● **CONSIGNE A**:
Répondez aux questions suivantes à partir de l'extrait :
(i) Quelle estimation est indiquée pour la spatule ?
(ii) Quelle hauteur la description donne-t-elle pour la spatule ?
(iii) Qui a publié en 1997 l'article consacré au Master of the Prominent Eyes ?

● **EXTRAIT DU TEXTE**:
Collection Marc de Monbrison - Vision d'Océanie

Spatule à chaux figurant une maternité, Îles Trobriand | Lime Spatula depicting a Maternity, Trobriand Islands

Atrribuée au Master of Prominent Eyes | Atrribuated to the Master of Prominent Eyes

No reserve

Lot Closed

July 11, 12:44 PM GMT

Estimate

30,000 - 50,000 EUR

Lot Details

Description

Spatule à chaux figurant une maternité, Îles Trobriand

Attribuée au Master of Prominent Eyes


haut. 29,5 cm, 11⅝in


Lime spatula depicting a maternity, Trobriand Islands

Atrribuated to the Master of Prominent Eyes

Collection Charles William Abel (1863-1930), missionnaire en Nouvelle-Guinée de 1890 à 1900, acquis in situ avant 1900

Collection Marc de Monbrison (1942-1985), Paris

Transmis par descedance

BERAN H., "Massim Lime Spatulas by the Master of the Prominent Eyes", dans Tribal Art, févrirer 1997: p.74 fig. 12.

La région Massim se situe à l’est de la Papouasie-Nouvelle-Guinée, elle regroupe un important nombre de petites îles qui forment une des principales aires culturelles de la Mélanésie. Connue pour sa riche sculpture sur bois aux motifs singuliers, telle que les ornements de pirogues, boucliers et accessoires de danse, elle l’est aussi pour la production de petits objets précieux d’une grande qualité de réalisation. Les spatules à chaux sont les exemples les plus significatifs, qui font la réputation des maîtres sculpteurs de l’aire Massim. Objet usuel incontournable, la spatule est utilisée pour la consommation de bétel et de noix d’arec. Elle permet de prélever une portion de chaux - poudre obtenue en broyant des coquillages ou du corail - afin de la consommer pour atténuer l’amertume de la noix d’arec[1]. Si la plupart des spatules arborent une simple décoration de spirales et d'entrelacs, parfois ajourés, typique des motifs de l’Aire Massim, un petit nombre d’entre elles transcendent leur simple fonction usuelle pour s’imposer comme de véritable œuvre d’art, symbole du rang social de leur commanditaire.

 

Si la fonction et une étude générale des différents styles et matières des spatules à chaux de l’Aire Massim a fait l’objet d’un article par Philippe Bourgoin dans Tribal Arts en 1994[2], Harry Beran a publié dans le même magazine en 1997 un article intitulé « Massim Lime Spatula by the Master of the Prominent Eyes » se focalisant sur les grands maîtres sculpteurs et notamment sur le Master of the Prominent Eyes[3].

● **LIGNES DE DONNÉES**:
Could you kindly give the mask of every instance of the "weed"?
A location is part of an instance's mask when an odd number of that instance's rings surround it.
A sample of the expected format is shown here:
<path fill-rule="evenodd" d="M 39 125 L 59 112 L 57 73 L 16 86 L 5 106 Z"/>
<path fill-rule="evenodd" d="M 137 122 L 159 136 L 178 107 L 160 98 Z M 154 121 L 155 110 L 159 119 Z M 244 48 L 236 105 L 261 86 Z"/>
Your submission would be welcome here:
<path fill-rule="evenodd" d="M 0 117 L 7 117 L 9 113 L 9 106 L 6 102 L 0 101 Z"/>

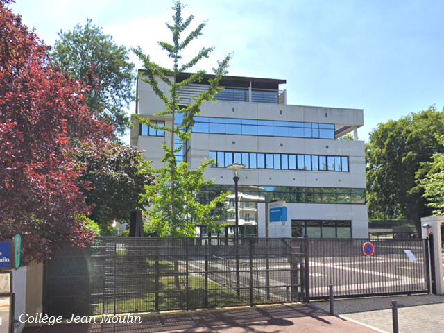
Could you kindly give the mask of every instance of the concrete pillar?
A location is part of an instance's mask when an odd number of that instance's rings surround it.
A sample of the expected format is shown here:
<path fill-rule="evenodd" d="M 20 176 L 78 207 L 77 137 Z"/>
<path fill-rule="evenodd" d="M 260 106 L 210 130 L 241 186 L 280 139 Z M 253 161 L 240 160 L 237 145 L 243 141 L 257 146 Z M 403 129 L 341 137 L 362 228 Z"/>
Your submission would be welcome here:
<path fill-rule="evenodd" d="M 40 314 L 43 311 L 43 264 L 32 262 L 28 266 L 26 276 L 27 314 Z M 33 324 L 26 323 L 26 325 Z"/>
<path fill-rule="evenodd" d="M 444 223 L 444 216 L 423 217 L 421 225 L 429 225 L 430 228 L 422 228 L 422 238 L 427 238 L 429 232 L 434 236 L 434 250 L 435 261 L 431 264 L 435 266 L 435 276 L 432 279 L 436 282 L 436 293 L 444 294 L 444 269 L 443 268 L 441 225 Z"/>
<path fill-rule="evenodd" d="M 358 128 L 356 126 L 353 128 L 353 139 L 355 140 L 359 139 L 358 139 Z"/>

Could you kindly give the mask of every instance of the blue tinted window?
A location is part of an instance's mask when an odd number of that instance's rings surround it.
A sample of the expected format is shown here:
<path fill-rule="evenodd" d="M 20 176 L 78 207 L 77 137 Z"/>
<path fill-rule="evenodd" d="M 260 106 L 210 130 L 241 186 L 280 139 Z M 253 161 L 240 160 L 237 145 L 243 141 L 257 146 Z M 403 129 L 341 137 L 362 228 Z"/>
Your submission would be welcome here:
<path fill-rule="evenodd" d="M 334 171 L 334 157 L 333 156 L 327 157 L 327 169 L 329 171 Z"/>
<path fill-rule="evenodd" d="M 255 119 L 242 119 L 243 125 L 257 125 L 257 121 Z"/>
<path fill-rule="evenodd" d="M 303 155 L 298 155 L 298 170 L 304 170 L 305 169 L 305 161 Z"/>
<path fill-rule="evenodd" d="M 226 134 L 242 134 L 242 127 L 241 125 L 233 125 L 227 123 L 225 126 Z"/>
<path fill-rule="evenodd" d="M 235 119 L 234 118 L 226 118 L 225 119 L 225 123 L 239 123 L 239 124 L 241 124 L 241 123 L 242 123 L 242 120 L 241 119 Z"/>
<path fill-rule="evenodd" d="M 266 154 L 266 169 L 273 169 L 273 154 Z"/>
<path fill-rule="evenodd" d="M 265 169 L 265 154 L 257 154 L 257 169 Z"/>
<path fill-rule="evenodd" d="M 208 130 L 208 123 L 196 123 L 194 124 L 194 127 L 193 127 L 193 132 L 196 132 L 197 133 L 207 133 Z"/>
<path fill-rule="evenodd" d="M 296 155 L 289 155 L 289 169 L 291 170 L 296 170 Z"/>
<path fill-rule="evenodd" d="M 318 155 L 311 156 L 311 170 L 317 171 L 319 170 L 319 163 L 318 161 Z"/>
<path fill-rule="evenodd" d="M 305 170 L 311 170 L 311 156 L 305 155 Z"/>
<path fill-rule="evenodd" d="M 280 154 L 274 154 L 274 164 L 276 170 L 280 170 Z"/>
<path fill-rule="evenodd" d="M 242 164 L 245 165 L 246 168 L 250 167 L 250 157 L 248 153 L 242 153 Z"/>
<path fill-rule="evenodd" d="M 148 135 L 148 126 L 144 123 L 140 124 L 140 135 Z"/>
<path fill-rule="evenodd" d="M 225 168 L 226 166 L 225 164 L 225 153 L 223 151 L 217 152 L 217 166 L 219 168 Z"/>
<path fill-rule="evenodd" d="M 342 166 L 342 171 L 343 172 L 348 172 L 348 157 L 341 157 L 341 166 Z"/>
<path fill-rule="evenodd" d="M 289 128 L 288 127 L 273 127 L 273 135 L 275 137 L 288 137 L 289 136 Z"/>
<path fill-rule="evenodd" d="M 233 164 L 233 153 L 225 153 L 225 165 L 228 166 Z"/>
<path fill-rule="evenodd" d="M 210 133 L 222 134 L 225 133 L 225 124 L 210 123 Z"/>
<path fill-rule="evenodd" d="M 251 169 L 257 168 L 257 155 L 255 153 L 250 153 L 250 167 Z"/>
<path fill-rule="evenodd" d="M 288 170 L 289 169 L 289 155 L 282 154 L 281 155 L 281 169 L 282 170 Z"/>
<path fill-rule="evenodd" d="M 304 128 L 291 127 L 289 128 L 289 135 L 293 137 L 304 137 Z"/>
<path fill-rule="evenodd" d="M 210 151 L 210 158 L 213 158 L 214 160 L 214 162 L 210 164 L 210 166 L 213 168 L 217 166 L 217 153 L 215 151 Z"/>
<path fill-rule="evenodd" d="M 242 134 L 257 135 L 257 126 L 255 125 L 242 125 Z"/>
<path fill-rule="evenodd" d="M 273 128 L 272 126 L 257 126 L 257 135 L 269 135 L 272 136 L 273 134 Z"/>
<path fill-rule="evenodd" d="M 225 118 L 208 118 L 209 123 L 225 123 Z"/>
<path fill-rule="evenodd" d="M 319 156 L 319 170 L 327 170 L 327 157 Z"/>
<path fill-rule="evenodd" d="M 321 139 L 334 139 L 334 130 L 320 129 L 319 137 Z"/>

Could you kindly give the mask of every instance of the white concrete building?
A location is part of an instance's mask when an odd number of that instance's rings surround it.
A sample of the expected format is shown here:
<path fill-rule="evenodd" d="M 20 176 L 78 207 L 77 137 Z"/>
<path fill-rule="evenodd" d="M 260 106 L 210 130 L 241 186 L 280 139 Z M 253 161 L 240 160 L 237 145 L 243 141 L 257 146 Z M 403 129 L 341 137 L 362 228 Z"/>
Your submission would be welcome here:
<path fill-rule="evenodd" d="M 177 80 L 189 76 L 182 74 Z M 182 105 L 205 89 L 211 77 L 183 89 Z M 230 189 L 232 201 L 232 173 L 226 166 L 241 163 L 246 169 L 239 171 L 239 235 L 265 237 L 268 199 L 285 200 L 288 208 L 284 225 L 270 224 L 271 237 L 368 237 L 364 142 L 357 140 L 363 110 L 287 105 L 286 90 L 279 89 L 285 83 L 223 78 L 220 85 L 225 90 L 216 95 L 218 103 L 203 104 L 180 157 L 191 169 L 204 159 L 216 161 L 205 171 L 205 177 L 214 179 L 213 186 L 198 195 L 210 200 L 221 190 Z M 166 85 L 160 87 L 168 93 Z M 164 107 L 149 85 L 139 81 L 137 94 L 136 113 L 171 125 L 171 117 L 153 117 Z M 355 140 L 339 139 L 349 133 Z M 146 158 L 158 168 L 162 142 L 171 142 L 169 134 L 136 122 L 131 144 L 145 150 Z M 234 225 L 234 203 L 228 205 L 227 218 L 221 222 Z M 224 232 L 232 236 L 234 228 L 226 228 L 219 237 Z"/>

● **CONSIGNE B**: Citez à l'identique tout ce qui figure dans les lignes de données, depuis leur début jusqu'à la ligne contenant « 39 125 L 59 », celle-ci comprise.

● **RÉPONSE ATTENDUE A**:
(i) 30,000 - 50,000 EUR
(ii) 29,5 cm, soit 11⅝ in
(iii) Harry Beran

● **RÉPONSE ATTENDUE B**:
Could you kindly give the mask of every instance of the "weed"?
A location is part of an instance's mask when an odd number of that instance's rings surround it.
A sample of the expected format is shown here:
<path fill-rule="evenodd" d="M 39 125 L 59 112 L 57 73 L 16 86 L 5 106 Z"/>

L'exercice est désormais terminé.